WHAT NEEDS TO BE DONE = The answer should contain each record below, repeated exactly.

MATERIALS PROVIDED =

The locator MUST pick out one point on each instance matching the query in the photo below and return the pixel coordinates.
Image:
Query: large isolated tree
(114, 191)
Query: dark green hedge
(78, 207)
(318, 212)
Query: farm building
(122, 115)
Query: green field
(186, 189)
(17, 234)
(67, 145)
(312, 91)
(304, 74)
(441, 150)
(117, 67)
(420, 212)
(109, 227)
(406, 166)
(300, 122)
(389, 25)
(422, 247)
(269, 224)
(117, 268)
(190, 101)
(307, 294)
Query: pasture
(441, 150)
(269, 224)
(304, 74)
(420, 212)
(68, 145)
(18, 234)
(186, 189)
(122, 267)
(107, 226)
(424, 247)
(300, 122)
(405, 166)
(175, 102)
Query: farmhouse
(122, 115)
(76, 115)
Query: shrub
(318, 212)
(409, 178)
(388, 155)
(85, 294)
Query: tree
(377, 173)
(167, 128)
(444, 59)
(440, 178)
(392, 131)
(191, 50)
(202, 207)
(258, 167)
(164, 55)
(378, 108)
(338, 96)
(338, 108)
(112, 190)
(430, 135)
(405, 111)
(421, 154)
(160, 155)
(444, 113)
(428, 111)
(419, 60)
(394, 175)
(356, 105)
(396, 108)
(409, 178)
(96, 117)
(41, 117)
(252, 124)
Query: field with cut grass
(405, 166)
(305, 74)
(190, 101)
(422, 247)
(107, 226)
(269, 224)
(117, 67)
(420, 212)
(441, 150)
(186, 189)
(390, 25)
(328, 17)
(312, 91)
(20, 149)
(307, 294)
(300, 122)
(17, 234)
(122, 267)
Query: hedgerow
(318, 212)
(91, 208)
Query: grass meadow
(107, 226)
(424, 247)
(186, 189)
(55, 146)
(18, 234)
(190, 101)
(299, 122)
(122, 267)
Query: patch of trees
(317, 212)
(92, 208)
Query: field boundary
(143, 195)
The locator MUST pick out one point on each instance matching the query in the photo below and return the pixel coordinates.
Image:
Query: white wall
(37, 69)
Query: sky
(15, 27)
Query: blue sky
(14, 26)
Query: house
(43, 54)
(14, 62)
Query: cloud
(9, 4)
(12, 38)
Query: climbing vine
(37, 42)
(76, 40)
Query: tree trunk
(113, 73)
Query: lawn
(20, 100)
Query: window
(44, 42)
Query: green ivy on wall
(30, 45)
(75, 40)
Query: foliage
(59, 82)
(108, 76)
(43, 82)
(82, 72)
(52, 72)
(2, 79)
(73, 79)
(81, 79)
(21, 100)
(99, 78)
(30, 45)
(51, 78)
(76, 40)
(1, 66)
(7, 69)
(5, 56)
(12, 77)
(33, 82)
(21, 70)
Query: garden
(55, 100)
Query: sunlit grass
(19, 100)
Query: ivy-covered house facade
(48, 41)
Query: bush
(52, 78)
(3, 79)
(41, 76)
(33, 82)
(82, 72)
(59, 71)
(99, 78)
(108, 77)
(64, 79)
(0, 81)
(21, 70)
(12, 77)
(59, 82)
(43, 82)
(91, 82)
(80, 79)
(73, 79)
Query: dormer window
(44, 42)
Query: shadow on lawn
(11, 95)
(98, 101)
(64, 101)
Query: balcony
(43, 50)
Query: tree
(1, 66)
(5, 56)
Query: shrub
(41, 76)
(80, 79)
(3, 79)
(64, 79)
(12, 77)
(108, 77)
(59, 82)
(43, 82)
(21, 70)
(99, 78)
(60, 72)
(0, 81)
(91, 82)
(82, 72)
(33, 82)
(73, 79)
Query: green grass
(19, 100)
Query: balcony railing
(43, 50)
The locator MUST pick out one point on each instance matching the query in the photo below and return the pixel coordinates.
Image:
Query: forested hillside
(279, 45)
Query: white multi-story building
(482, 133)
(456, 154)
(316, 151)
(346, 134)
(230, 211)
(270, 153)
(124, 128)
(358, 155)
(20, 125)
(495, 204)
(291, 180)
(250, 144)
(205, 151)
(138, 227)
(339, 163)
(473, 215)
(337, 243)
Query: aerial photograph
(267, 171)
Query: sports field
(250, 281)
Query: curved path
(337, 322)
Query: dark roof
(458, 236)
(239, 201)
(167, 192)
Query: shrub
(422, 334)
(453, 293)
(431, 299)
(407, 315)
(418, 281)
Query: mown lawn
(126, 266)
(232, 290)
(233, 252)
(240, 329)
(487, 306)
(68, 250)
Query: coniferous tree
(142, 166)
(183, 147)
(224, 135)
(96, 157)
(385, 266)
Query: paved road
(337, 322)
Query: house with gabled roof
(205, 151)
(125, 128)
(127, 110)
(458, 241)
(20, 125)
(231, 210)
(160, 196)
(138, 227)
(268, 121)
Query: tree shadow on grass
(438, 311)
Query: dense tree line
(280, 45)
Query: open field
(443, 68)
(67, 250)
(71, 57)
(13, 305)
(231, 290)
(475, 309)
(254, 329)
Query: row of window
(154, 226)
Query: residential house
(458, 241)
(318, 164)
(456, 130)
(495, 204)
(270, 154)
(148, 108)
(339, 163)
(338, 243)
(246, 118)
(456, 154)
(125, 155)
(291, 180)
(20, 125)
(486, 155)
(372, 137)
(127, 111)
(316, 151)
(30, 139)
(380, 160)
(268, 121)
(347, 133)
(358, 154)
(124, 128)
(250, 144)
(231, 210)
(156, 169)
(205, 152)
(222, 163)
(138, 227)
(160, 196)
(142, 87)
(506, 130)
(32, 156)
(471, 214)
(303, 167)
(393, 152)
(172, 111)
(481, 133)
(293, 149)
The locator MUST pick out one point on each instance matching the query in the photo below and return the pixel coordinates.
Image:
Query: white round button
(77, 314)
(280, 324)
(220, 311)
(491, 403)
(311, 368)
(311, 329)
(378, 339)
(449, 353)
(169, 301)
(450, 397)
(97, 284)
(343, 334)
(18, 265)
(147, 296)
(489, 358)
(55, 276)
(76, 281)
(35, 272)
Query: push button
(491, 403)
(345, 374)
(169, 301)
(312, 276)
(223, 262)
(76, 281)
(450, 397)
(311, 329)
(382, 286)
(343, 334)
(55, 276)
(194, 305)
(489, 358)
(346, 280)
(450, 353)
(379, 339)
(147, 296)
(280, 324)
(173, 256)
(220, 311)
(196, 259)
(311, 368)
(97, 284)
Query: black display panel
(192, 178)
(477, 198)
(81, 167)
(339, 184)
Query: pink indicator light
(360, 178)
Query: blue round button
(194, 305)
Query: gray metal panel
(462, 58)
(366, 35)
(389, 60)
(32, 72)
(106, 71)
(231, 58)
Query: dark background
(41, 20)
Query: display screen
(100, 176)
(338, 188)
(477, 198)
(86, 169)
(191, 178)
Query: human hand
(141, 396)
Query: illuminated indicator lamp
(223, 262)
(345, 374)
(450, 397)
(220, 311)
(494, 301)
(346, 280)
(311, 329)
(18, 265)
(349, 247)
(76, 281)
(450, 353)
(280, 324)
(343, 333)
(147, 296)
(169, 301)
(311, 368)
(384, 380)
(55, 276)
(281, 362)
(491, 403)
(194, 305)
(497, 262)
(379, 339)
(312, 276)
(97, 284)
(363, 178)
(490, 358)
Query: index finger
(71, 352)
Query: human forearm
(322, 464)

RESULT OF THE EXERCISE =
The locator MUST pick out one point on each instance matching the query in the photo below and return the pixel coordinates.
Image:
Query: large isolated tree
(114, 191)
Query: dark green hedge
(78, 207)
(318, 212)
Query: farm building
(122, 115)
Query: green field
(186, 189)
(17, 234)
(67, 145)
(312, 91)
(304, 74)
(441, 150)
(117, 67)
(420, 212)
(109, 227)
(406, 166)
(300, 122)
(389, 25)
(422, 247)
(269, 224)
(117, 268)
(190, 101)
(307, 294)
Query: pasture
(441, 150)
(269, 224)
(304, 74)
(420, 212)
(68, 145)
(18, 234)
(186, 189)
(122, 267)
(107, 226)
(424, 247)
(300, 122)
(405, 166)
(175, 102)
Query: farmhouse
(122, 115)
(76, 115)
Query: shrub
(318, 212)
(409, 178)
(388, 155)
(85, 294)
Query: tree
(377, 173)
(167, 128)
(444, 59)
(440, 178)
(392, 131)
(191, 50)
(202, 207)
(258, 167)
(164, 55)
(378, 108)
(338, 96)
(338, 108)
(112, 190)
(430, 135)
(405, 111)
(421, 154)
(160, 155)
(444, 113)
(428, 111)
(419, 60)
(394, 175)
(356, 105)
(396, 108)
(409, 178)
(96, 117)
(41, 117)
(252, 124)
Query: field with cut grass
(405, 166)
(305, 74)
(190, 101)
(422, 247)
(107, 226)
(269, 224)
(117, 67)
(420, 212)
(441, 150)
(186, 189)
(390, 25)
(328, 17)
(312, 91)
(20, 149)
(307, 294)
(300, 122)
(17, 234)
(122, 267)
Query: hedgerow
(318, 212)
(91, 208)
Query: grass meadow
(107, 226)
(424, 247)
(186, 189)
(55, 146)
(18, 234)
(190, 101)
(299, 122)
(122, 267)
Query: patch of trees
(317, 212)
(92, 208)
Query: field boundary
(143, 195)
The locator MUST pick out one point on each instance matching the query in the photo below and return the pixel coordinates.
Image:
Query: white wall
(37, 69)
Query: sky
(15, 27)
Query: blue sky
(14, 26)
Query: house
(43, 54)
(14, 62)
Query: cloud
(9, 4)
(12, 38)
Query: climbing vine
(37, 42)
(76, 40)
Query: tree trunk
(113, 73)
Query: lawn
(20, 100)
Query: window
(44, 42)
Query: green ivy on wall
(30, 45)
(75, 40)
Query: foliage
(59, 82)
(108, 76)
(43, 82)
(82, 72)
(52, 72)
(2, 79)
(73, 79)
(81, 79)
(21, 100)
(99, 78)
(30, 45)
(51, 78)
(76, 40)
(1, 66)
(7, 69)
(5, 56)
(12, 77)
(33, 82)
(21, 70)
Query: garden
(55, 100)
Query: sunlit grass
(19, 100)
Query: ivy-covered house facade
(48, 41)
Query: bush
(52, 78)
(3, 79)
(41, 76)
(33, 82)
(82, 72)
(59, 71)
(99, 78)
(108, 77)
(64, 79)
(0, 81)
(21, 70)
(12, 77)
(59, 82)
(43, 82)
(91, 82)
(80, 79)
(73, 79)
Query: dormer window
(44, 42)
Query: shadow on lawn
(11, 95)
(98, 101)
(64, 101)
Query: balcony
(43, 50)
Query: tree
(1, 66)
(5, 56)
Query: shrub
(41, 76)
(80, 79)
(3, 79)
(64, 79)
(12, 77)
(108, 77)
(59, 82)
(43, 82)
(21, 70)
(99, 78)
(60, 72)
(0, 81)
(91, 82)
(82, 72)
(33, 82)
(73, 79)
Query: green grass
(19, 100)
Query: balcony railing
(43, 50)
The locator MUST pick out one point on each instance matching the query in the photo below and return the pixel coordinates.
Image:
Query: forested hillside
(279, 45)
Query: white multi-story building
(482, 133)
(456, 154)
(316, 151)
(346, 134)
(230, 211)
(270, 153)
(124, 128)
(358, 155)
(20, 125)
(495, 204)
(291, 180)
(250, 144)
(205, 151)
(138, 227)
(339, 163)
(473, 215)
(337, 243)
Query: aerial photograph
(267, 171)
Query: sports field
(250, 281)
Query: curved path
(337, 322)
Query: dark roof
(458, 236)
(239, 201)
(167, 192)
Query: shrub
(422, 334)
(453, 293)
(431, 299)
(407, 315)
(418, 281)
Query: mown lawn
(126, 266)
(232, 290)
(233, 252)
(240, 329)
(487, 306)
(68, 250)
Query: coniferous tree
(142, 166)
(183, 147)
(224, 135)
(96, 157)
(385, 266)
Query: paved road
(337, 322)
Query: house with gabled roof
(205, 151)
(125, 128)
(127, 110)
(458, 241)
(20, 125)
(231, 210)
(160, 196)
(138, 227)
(268, 121)
Query: tree shadow on grass
(438, 311)
Query: dense tree line
(280, 45)
Query: open field
(443, 68)
(67, 250)
(71, 57)
(13, 305)
(231, 290)
(475, 309)
(254, 329)
Query: row of window
(154, 226)
Query: residential house
(458, 241)
(318, 164)
(456, 130)
(495, 204)
(270, 154)
(148, 108)
(339, 163)
(338, 243)
(246, 118)
(456, 154)
(125, 155)
(291, 180)
(20, 125)
(486, 155)
(372, 137)
(127, 111)
(316, 151)
(30, 139)
(380, 160)
(268, 121)
(347, 133)
(358, 154)
(124, 128)
(250, 144)
(231, 210)
(156, 169)
(205, 152)
(222, 163)
(138, 227)
(160, 196)
(142, 87)
(506, 130)
(32, 156)
(471, 214)
(303, 167)
(393, 152)
(172, 111)
(481, 133)
(293, 149)
The locator MUST pick out one point on each instance matching the query in the photo below and return the pixel coordinates.
Image:
Query: white round button
(77, 314)
(280, 324)
(220, 311)
(491, 403)
(311, 368)
(311, 329)
(378, 339)
(449, 353)
(169, 301)
(450, 397)
(97, 284)
(343, 334)
(18, 265)
(147, 296)
(489, 358)
(55, 276)
(76, 281)
(35, 272)
Query: push button
(491, 403)
(345, 374)
(169, 301)
(312, 276)
(223, 262)
(76, 281)
(450, 397)
(311, 329)
(382, 286)
(343, 334)
(55, 276)
(194, 305)
(489, 358)
(346, 280)
(450, 353)
(379, 339)
(147, 296)
(280, 324)
(173, 256)
(220, 311)
(196, 259)
(311, 368)
(97, 284)
Query: black display panel
(192, 178)
(477, 198)
(81, 167)
(339, 184)
Query: pink indicator light
(360, 178)
Query: blue round button
(194, 305)
Query: gray metal panel
(462, 58)
(366, 35)
(389, 60)
(32, 72)
(106, 71)
(231, 58)
Query: dark background
(41, 20)
Query: display screen
(100, 176)
(338, 188)
(477, 198)
(86, 169)
(191, 178)
Query: human hand
(141, 396)
Query: illuminated indicator lamp
(223, 262)
(345, 374)
(450, 397)
(220, 311)
(494, 301)
(346, 280)
(311, 329)
(18, 265)
(349, 247)
(76, 281)
(450, 353)
(280, 324)
(343, 333)
(147, 296)
(169, 301)
(311, 368)
(384, 380)
(55, 276)
(281, 362)
(491, 403)
(194, 305)
(497, 262)
(379, 339)
(312, 276)
(97, 284)
(363, 178)
(490, 358)
Query: index finger
(71, 352)
Query: human forearm
(322, 464)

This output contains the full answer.